2/03/2006

Dan Walsh



34 comments:

Painter said...

This is a change of pace. Huh?

The sun is coming out have a good weekend.

Anonymous said...

Yes it sure is a change! A palate cleanser perhaps for what's to come next week. Hope you have a nice weekend. Dan Walsh's work can be poetic sometimes, calming.

Anonymous said...

LIKEY!! in fact LOVEY!!
i love this guy's work. and it's one of those times when I really want to yell out/ it needs to be seen in real life, cuz this one wont do it as strongly as the roomful. sometimes they look like drawers, or monitors, or shelves. love! love!

Anonymous said...

Yes sweet anon. it's true. Shout it from the mountain! Dan Walsh is an amazing painter!!! P.Cooper knows her stuff. Seeing in person helps...
Why is it so good?
He uses a type of non-color that is so unusual. His shapes are reminiscent, but like nothing you've ever seen. The scale is perfect. One of my top 10 artists.

Anonymous said...

Excerpts of pointing data:
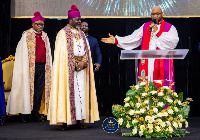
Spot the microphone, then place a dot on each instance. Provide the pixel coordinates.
(154, 21)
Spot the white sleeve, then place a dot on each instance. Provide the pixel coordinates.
(131, 41)
(168, 40)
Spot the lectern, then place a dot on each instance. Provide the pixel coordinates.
(155, 54)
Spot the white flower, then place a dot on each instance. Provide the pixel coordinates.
(169, 100)
(175, 125)
(151, 119)
(142, 110)
(179, 102)
(159, 120)
(131, 112)
(150, 126)
(140, 133)
(161, 104)
(165, 114)
(126, 99)
(166, 87)
(176, 109)
(120, 121)
(160, 94)
(127, 126)
(168, 123)
(142, 127)
(142, 83)
(147, 118)
(175, 94)
(144, 94)
(134, 131)
(153, 92)
(180, 125)
(134, 121)
(186, 124)
(126, 105)
(170, 111)
(155, 110)
(162, 124)
(137, 105)
(159, 82)
(170, 129)
(157, 128)
(159, 114)
(150, 131)
(136, 87)
(146, 101)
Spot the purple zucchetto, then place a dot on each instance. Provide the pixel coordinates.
(37, 16)
(74, 12)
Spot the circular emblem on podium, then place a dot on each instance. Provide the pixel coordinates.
(110, 125)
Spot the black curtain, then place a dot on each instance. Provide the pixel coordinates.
(115, 75)
(5, 28)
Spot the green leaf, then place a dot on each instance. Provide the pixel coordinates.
(118, 110)
(132, 94)
(180, 96)
(152, 87)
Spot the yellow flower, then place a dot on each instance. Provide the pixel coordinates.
(176, 109)
(170, 129)
(151, 119)
(126, 99)
(170, 118)
(129, 118)
(150, 126)
(137, 105)
(160, 94)
(131, 112)
(155, 110)
(131, 103)
(134, 121)
(136, 87)
(126, 105)
(157, 129)
(150, 131)
(140, 133)
(134, 131)
(153, 92)
(170, 111)
(162, 124)
(142, 127)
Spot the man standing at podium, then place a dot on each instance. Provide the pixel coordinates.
(154, 35)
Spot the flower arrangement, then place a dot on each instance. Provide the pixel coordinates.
(153, 112)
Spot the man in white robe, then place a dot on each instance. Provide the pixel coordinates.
(31, 80)
(73, 95)
(151, 36)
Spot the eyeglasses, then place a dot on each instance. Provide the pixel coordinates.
(153, 14)
(41, 24)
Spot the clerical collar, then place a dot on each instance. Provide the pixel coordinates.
(36, 32)
(72, 27)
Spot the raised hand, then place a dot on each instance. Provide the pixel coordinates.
(110, 40)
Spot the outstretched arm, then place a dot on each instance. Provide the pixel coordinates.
(109, 40)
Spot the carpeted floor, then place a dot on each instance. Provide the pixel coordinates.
(14, 129)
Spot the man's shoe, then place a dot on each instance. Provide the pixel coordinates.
(23, 119)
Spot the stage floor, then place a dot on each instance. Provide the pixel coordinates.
(14, 129)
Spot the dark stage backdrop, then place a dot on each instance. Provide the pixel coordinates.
(115, 76)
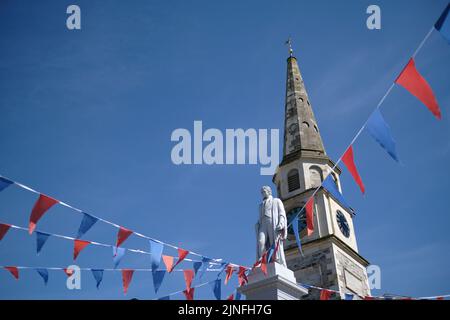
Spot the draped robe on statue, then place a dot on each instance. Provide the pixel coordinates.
(271, 226)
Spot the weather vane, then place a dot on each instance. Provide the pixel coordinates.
(289, 43)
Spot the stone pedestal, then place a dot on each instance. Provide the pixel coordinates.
(278, 284)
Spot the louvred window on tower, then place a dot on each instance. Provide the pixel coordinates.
(293, 180)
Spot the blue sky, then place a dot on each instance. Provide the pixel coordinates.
(86, 116)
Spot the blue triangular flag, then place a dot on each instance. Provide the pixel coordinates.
(118, 254)
(331, 187)
(348, 296)
(98, 276)
(380, 131)
(43, 273)
(443, 24)
(296, 233)
(222, 268)
(4, 183)
(158, 276)
(204, 266)
(41, 238)
(217, 288)
(156, 249)
(270, 253)
(87, 222)
(197, 266)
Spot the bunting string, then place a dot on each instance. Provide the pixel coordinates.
(96, 218)
(350, 296)
(104, 269)
(98, 243)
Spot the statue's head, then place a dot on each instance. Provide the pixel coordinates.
(266, 192)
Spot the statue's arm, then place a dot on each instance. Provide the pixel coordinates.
(257, 221)
(282, 220)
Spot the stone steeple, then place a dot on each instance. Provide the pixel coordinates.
(301, 136)
(330, 256)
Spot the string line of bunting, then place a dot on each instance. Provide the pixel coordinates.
(327, 294)
(410, 79)
(79, 245)
(198, 267)
(127, 275)
(45, 202)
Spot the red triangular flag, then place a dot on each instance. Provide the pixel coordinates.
(275, 251)
(127, 275)
(264, 263)
(349, 162)
(229, 273)
(188, 276)
(14, 271)
(181, 255)
(168, 262)
(122, 235)
(257, 264)
(42, 204)
(325, 294)
(189, 294)
(68, 272)
(4, 229)
(78, 246)
(242, 277)
(310, 216)
(412, 80)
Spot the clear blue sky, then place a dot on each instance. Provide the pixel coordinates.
(86, 116)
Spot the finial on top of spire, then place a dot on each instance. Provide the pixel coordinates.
(289, 44)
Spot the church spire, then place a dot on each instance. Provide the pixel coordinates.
(301, 133)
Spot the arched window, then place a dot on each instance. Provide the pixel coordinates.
(316, 176)
(293, 180)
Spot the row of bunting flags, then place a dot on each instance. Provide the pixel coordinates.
(199, 267)
(158, 275)
(409, 78)
(216, 285)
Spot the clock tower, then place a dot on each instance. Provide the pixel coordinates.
(330, 254)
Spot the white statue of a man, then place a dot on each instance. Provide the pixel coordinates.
(271, 227)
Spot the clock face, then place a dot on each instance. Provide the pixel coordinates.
(343, 224)
(301, 219)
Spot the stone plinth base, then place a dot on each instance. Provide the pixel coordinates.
(278, 284)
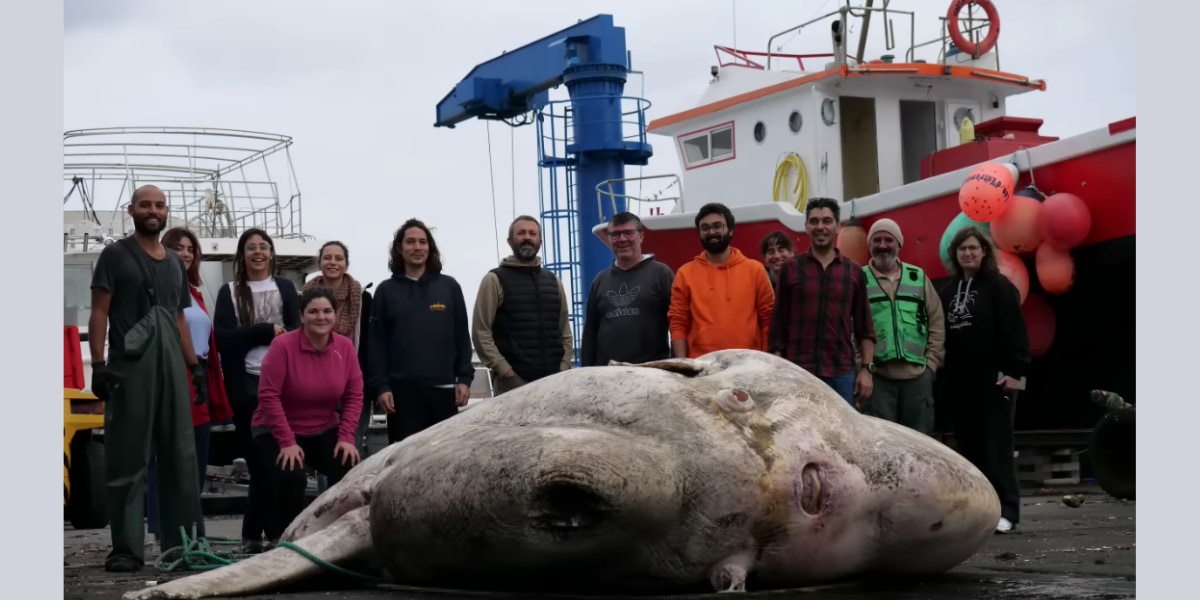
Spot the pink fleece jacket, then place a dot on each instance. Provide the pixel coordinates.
(299, 388)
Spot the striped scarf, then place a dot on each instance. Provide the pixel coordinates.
(349, 303)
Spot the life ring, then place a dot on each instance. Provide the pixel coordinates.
(960, 41)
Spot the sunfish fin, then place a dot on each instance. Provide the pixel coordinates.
(688, 367)
(346, 540)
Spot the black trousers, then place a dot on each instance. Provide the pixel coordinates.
(982, 418)
(419, 408)
(255, 521)
(286, 489)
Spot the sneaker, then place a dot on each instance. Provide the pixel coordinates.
(121, 563)
(1005, 526)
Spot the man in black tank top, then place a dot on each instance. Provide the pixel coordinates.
(520, 327)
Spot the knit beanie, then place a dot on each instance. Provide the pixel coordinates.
(886, 225)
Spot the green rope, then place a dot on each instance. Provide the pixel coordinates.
(197, 555)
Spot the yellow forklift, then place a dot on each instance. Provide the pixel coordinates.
(83, 449)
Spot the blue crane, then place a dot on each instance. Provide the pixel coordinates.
(582, 143)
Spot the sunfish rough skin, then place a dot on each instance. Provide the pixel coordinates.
(648, 478)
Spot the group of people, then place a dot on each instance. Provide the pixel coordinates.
(880, 335)
(299, 370)
(292, 369)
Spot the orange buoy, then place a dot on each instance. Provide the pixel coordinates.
(1065, 221)
(1012, 267)
(852, 241)
(1055, 269)
(1039, 324)
(988, 191)
(1017, 231)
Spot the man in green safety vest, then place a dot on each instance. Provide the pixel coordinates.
(910, 329)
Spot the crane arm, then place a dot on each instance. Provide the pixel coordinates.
(520, 81)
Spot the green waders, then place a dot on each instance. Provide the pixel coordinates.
(148, 414)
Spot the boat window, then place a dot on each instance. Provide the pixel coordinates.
(708, 147)
(77, 294)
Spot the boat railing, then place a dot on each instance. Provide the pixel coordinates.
(219, 183)
(729, 57)
(975, 24)
(654, 204)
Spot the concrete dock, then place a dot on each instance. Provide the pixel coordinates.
(1057, 552)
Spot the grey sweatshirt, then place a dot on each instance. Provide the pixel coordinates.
(627, 315)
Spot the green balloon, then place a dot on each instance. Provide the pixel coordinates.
(957, 226)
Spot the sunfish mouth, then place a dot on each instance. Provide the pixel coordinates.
(564, 508)
(810, 492)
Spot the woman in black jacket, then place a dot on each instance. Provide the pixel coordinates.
(987, 354)
(251, 311)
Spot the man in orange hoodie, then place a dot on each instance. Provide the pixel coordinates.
(721, 299)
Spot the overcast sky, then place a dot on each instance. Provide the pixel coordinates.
(357, 83)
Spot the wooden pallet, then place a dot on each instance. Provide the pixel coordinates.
(1042, 467)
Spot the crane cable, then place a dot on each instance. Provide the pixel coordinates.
(789, 162)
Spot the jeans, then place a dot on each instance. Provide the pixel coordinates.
(202, 456)
(844, 385)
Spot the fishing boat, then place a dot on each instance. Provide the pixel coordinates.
(219, 183)
(898, 136)
(895, 135)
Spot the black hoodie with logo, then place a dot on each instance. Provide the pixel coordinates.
(419, 336)
(984, 328)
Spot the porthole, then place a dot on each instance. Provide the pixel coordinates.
(795, 121)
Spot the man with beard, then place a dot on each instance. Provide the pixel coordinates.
(520, 324)
(138, 292)
(822, 304)
(417, 383)
(775, 250)
(627, 313)
(910, 329)
(721, 299)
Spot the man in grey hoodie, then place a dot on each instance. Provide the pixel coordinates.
(627, 312)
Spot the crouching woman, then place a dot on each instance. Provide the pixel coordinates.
(310, 400)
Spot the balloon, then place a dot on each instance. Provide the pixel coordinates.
(852, 243)
(987, 192)
(959, 223)
(1065, 221)
(1017, 229)
(1012, 267)
(1055, 268)
(1039, 324)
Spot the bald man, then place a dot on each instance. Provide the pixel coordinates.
(138, 293)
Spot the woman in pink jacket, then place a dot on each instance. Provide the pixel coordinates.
(306, 375)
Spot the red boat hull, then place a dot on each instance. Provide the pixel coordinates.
(1093, 337)
(1105, 180)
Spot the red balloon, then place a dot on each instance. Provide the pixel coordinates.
(1039, 324)
(1065, 221)
(1055, 268)
(987, 192)
(1012, 267)
(1017, 229)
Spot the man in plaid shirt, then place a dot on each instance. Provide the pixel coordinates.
(820, 301)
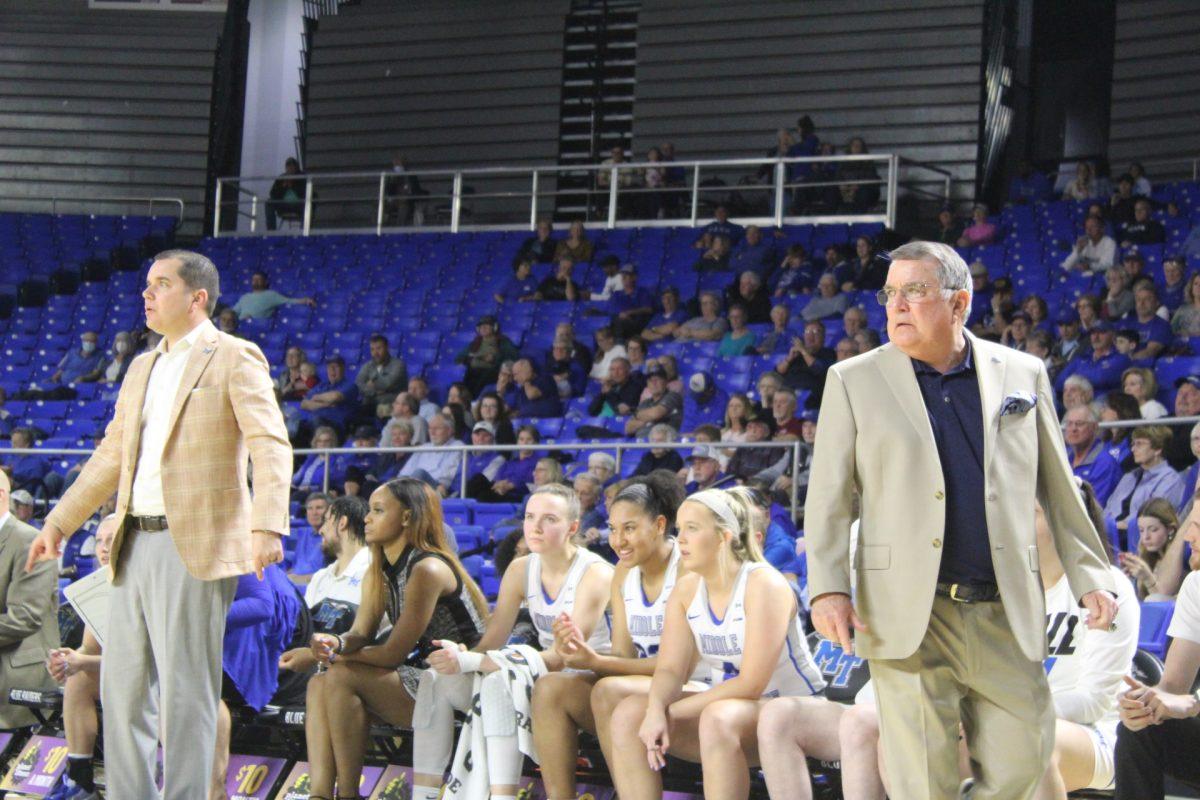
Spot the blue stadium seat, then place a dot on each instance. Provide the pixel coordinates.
(1156, 618)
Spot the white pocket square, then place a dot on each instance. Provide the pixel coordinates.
(1019, 402)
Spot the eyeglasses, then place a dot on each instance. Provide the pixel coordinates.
(916, 292)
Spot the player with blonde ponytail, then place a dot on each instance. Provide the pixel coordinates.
(736, 615)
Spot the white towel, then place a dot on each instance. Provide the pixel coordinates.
(504, 713)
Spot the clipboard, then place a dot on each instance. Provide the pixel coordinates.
(89, 596)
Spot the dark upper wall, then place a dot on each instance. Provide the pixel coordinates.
(1156, 85)
(718, 77)
(105, 103)
(447, 82)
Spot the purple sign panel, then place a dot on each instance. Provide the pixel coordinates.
(252, 777)
(39, 767)
(298, 783)
(395, 783)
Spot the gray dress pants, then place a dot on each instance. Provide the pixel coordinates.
(163, 650)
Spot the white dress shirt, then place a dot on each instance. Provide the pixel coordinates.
(161, 390)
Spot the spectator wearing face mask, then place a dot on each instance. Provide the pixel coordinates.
(79, 362)
(112, 372)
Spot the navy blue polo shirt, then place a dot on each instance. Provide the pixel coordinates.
(955, 414)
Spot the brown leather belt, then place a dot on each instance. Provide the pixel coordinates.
(970, 593)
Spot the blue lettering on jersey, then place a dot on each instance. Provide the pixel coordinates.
(718, 644)
(835, 665)
(646, 624)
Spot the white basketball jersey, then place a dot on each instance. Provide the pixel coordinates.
(545, 609)
(720, 641)
(645, 618)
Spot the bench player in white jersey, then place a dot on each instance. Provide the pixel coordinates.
(1085, 671)
(557, 577)
(737, 617)
(641, 521)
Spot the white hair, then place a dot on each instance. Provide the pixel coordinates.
(1079, 382)
(953, 274)
(604, 461)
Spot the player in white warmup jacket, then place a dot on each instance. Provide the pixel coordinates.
(641, 521)
(737, 617)
(557, 577)
(1085, 671)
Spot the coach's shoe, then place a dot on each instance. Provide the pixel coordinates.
(71, 791)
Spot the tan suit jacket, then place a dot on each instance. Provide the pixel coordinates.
(29, 620)
(875, 438)
(225, 409)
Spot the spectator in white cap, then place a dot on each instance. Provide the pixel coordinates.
(22, 504)
(484, 462)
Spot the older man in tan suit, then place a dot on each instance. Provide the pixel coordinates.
(948, 440)
(189, 414)
(29, 619)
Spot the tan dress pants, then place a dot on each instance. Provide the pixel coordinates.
(970, 669)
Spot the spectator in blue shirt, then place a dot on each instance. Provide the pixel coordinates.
(533, 395)
(335, 400)
(1153, 331)
(1152, 477)
(1103, 367)
(1090, 458)
(522, 286)
(1029, 185)
(720, 226)
(633, 306)
(1174, 282)
(754, 252)
(77, 364)
(540, 247)
(305, 555)
(663, 325)
(28, 471)
(311, 475)
(703, 403)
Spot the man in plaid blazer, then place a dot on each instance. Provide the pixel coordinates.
(189, 414)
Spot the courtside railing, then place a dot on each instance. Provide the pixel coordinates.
(607, 194)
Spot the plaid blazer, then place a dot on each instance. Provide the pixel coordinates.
(225, 410)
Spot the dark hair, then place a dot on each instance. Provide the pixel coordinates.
(354, 511)
(1096, 513)
(426, 531)
(197, 272)
(318, 495)
(657, 494)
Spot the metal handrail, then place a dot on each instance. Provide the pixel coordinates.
(545, 446)
(779, 184)
(54, 199)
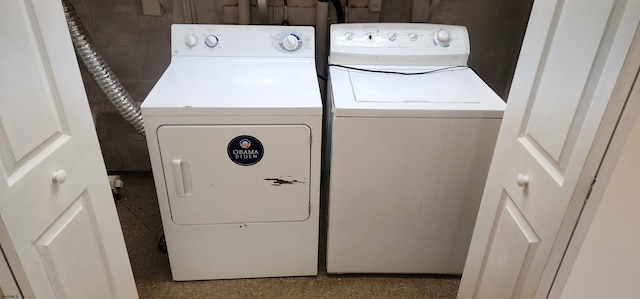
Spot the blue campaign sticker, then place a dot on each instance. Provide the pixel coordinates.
(245, 150)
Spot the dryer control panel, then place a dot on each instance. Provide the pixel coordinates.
(242, 41)
(399, 44)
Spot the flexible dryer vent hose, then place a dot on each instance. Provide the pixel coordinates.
(100, 71)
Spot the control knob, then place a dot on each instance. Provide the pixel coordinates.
(211, 41)
(442, 38)
(348, 35)
(191, 40)
(290, 42)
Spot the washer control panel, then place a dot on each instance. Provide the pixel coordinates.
(242, 40)
(396, 43)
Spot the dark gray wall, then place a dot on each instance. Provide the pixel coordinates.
(137, 47)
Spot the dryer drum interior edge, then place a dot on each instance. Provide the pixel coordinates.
(412, 130)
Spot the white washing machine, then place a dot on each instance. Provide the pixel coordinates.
(412, 133)
(233, 128)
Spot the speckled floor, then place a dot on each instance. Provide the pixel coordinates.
(142, 228)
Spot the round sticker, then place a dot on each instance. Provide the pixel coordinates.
(245, 150)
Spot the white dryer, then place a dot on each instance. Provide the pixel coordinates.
(412, 133)
(233, 129)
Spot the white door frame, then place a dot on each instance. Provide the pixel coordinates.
(622, 110)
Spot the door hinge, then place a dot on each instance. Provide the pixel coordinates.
(590, 190)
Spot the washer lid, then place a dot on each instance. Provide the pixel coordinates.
(457, 92)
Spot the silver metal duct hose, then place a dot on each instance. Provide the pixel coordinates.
(100, 71)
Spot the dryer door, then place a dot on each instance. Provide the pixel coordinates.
(217, 174)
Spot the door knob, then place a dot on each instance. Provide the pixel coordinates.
(523, 180)
(59, 176)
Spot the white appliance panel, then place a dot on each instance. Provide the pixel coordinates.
(409, 154)
(223, 220)
(404, 192)
(462, 95)
(258, 86)
(206, 187)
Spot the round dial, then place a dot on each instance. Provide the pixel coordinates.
(191, 40)
(371, 37)
(290, 42)
(348, 35)
(211, 41)
(442, 38)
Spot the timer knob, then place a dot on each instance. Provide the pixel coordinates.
(442, 38)
(348, 35)
(290, 42)
(191, 40)
(211, 41)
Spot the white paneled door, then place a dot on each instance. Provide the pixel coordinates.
(59, 229)
(569, 64)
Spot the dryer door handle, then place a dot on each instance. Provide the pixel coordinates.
(182, 177)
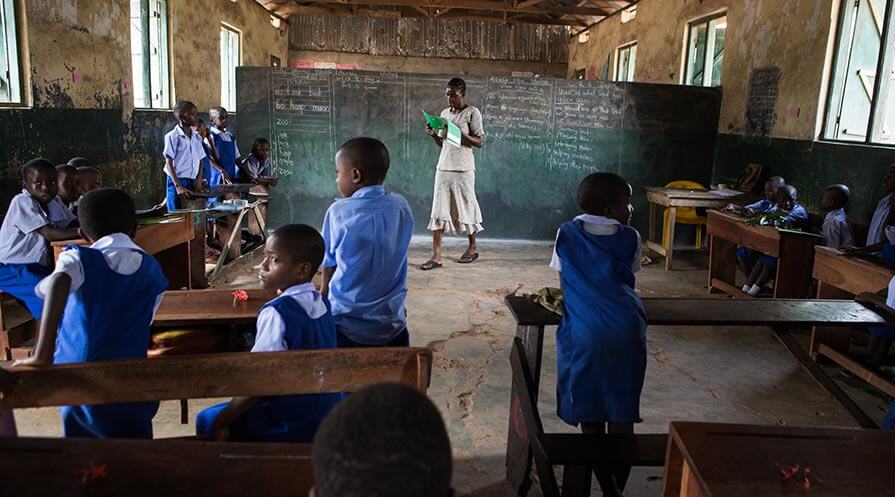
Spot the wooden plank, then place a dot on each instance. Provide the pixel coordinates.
(209, 307)
(871, 377)
(849, 273)
(214, 375)
(742, 461)
(136, 468)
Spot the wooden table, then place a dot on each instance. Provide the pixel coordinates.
(780, 314)
(671, 199)
(794, 251)
(715, 460)
(53, 467)
(168, 243)
(841, 277)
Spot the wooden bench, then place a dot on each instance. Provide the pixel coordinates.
(779, 314)
(793, 249)
(712, 459)
(577, 453)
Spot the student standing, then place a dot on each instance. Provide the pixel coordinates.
(109, 292)
(601, 339)
(35, 217)
(455, 208)
(183, 156)
(367, 235)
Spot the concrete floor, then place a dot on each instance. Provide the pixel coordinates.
(738, 375)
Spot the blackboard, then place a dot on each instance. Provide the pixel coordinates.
(543, 136)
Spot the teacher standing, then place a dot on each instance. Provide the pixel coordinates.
(455, 208)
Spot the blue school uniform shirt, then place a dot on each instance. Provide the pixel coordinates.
(20, 242)
(878, 221)
(601, 339)
(299, 319)
(367, 239)
(107, 317)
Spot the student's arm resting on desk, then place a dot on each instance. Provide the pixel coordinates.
(56, 297)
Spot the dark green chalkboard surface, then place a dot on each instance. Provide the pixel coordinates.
(543, 136)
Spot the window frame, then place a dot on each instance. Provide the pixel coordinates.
(230, 106)
(707, 19)
(875, 120)
(16, 75)
(164, 86)
(627, 46)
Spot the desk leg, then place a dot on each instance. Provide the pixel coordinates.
(831, 336)
(669, 249)
(722, 262)
(519, 455)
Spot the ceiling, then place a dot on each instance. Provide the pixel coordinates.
(574, 13)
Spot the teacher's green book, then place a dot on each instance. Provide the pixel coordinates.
(435, 122)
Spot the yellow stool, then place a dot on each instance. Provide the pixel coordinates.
(685, 215)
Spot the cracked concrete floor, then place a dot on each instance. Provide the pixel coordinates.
(726, 374)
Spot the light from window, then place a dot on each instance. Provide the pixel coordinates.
(625, 62)
(705, 51)
(149, 54)
(851, 114)
(10, 84)
(229, 62)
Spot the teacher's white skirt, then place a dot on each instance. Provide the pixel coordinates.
(455, 208)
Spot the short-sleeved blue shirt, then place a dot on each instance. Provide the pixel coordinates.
(367, 239)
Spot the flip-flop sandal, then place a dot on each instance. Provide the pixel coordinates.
(430, 264)
(467, 258)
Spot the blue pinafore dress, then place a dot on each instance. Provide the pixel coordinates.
(601, 340)
(107, 318)
(286, 418)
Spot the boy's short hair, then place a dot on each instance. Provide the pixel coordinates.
(367, 154)
(181, 106)
(105, 211)
(37, 164)
(78, 162)
(601, 190)
(302, 243)
(387, 440)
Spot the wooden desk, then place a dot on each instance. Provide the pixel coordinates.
(168, 243)
(840, 277)
(209, 307)
(52, 467)
(671, 199)
(714, 460)
(794, 251)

> **What to do**
1. In the comment thread about Dan Walsh, turn the paragraph beginning "He uses a type of non-color" into a short bulleted list that keeps its main points.
2. Duplicate the passage of the comment thread about Dan Walsh between "Yes it sure" and "it so good?", inclusive.
3. In the comment thread about Dan Walsh, what does one commenter say his works sometimes look like?

> **Answers below**
1.
- He uses an unusual type of non-color.
- His shapes are reminiscent, yet like nothing you've ever seen.
- The scale is perfect.
- He is one of the commenter's top 10 artists.

2.
Yes it sure is a change! A palate cleanser perhaps for what's to come next week. Hope you have a nice weekend. Dan Walsh's work can be poetic sometimes, calming.

Anonymous said...

LIKEY!! in fact LOVEY!!
i love this guy's work. and it's one of those times when I really want to yell out/ it needs to be seen in real life, cuz this one wont do it as strongly as the roomful. sometimes they look like drawers, or monitors, or shelves. love! love!

Anonymous said...

Yes sweet anon. it's true. Shout it from the mountain! Dan Walsh is an amazing painter!!! P.Cooper knows her stuff. Seeing in person helps...
Why is it so good?

3. Drawers, monitors, or shelves.